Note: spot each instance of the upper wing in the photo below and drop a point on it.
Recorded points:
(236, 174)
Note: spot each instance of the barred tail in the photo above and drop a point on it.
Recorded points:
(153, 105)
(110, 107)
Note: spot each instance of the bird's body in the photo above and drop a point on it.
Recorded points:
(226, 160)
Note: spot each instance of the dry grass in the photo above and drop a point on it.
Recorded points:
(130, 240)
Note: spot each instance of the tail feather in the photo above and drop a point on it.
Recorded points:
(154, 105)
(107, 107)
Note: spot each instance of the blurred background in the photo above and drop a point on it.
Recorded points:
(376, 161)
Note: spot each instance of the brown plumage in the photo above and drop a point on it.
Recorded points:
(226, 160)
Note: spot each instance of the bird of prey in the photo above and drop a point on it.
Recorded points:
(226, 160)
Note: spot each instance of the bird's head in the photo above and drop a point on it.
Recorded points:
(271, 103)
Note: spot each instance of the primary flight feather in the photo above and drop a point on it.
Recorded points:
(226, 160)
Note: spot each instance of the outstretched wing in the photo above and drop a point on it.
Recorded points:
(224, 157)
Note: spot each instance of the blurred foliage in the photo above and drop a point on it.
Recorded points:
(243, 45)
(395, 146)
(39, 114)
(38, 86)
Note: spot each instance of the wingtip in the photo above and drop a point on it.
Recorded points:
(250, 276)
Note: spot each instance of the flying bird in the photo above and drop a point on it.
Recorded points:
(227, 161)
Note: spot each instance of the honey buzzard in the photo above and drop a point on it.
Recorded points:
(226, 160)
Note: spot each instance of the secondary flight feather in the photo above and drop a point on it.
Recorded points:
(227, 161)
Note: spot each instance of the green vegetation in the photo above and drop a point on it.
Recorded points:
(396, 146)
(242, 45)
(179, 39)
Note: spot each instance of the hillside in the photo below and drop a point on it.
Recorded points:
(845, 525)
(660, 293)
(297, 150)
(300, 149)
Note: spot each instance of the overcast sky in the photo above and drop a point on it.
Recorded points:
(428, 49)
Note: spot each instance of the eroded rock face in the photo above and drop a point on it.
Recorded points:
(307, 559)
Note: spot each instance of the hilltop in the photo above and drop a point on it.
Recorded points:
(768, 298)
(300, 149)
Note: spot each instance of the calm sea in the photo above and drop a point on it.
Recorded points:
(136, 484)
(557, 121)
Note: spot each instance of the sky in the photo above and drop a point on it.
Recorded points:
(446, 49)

----

# What you should do
Rewrite all of the lines above so that "drop a point on it" becomes "place a marker on it" wherever it occurs. Leave every other word and number as it is.

# Task answer
Note: spot each instance of the upper wing in the photo below and place a marker on it.
Recorded points:
(236, 174)
Note: spot each instance of the barred tail in the photo above and place a marker on it.
Recorded points:
(153, 105)
(110, 107)
Note: spot each instance of the bird's body in the photo above and place a marker on it.
Recorded points:
(226, 160)
Note: spot each instance of the dry grass in the photo above and place a marker on it.
Recorded points:
(130, 240)
Note: spot each instance of the tail feather in the photo above and place a marker on it.
Recorded points:
(154, 105)
(107, 107)
Note: spot each instance of the blurred background in the photo above and place a marker on it.
Recorded points:
(376, 161)
Note: spot each instance of the brown plumage in the photo above and place a marker on it.
Recorded points:
(226, 160)
Note: spot each instance of the bird of prey in the photo above and place a marker on it.
Recorded points:
(226, 160)
Note: spot each instance of the bird's head in the photo above and place a marker on it.
Recorded points:
(271, 103)
Note: spot each instance of the primary flight feather in the photo above and place a marker on it.
Recorded points:
(226, 160)
Note: spot each instance of the outstretched wing in the photo above and place a marker on it.
Recorded points:
(224, 157)
Note: spot each instance of the blurred foliage in the photo above and place a marker on it.
Recorded points:
(243, 45)
(395, 146)
(39, 114)
(38, 86)
Note: spot each instance of the wingtip in the photo above and place a marker on it.
Recorded points:
(250, 276)
Note: spot each instance of the flying bird in the photo above and place a marker on it.
Recorded points:
(227, 161)
Note: spot each instance of the honey buzzard in the photo above and place a marker on it.
Recorded points:
(226, 160)
Note: spot each instance of the secondary flight feather in the photo above and place a marker on it.
Recorded points:
(227, 161)
Note: spot each instance of the green vegetation in the photo above and place a marker on it.
Recorded points:
(396, 146)
(242, 45)
(179, 39)
Note: spot each instance of the hillside in the photo below and place a marker on it.
Recorded points:
(845, 525)
(660, 293)
(297, 150)
(300, 149)
Note: spot each instance of the overcast sky in the photo above and place a marker on it.
Recorded points:
(428, 49)
Note: spot each instance of the eroded rock face in the photo above and place a marker on it.
Recorded points:
(307, 559)
Note: spot each instance of the hilltop in the photo above and place a marker on it.
Recorded points:
(768, 298)
(300, 149)
Note: spot each instance of the calm sea in the photo above and place a marker on it.
Recorded points:
(136, 484)
(557, 121)
Note: spot each instance of the sky in the photo above and place a marker on it.
Recorded points:
(446, 49)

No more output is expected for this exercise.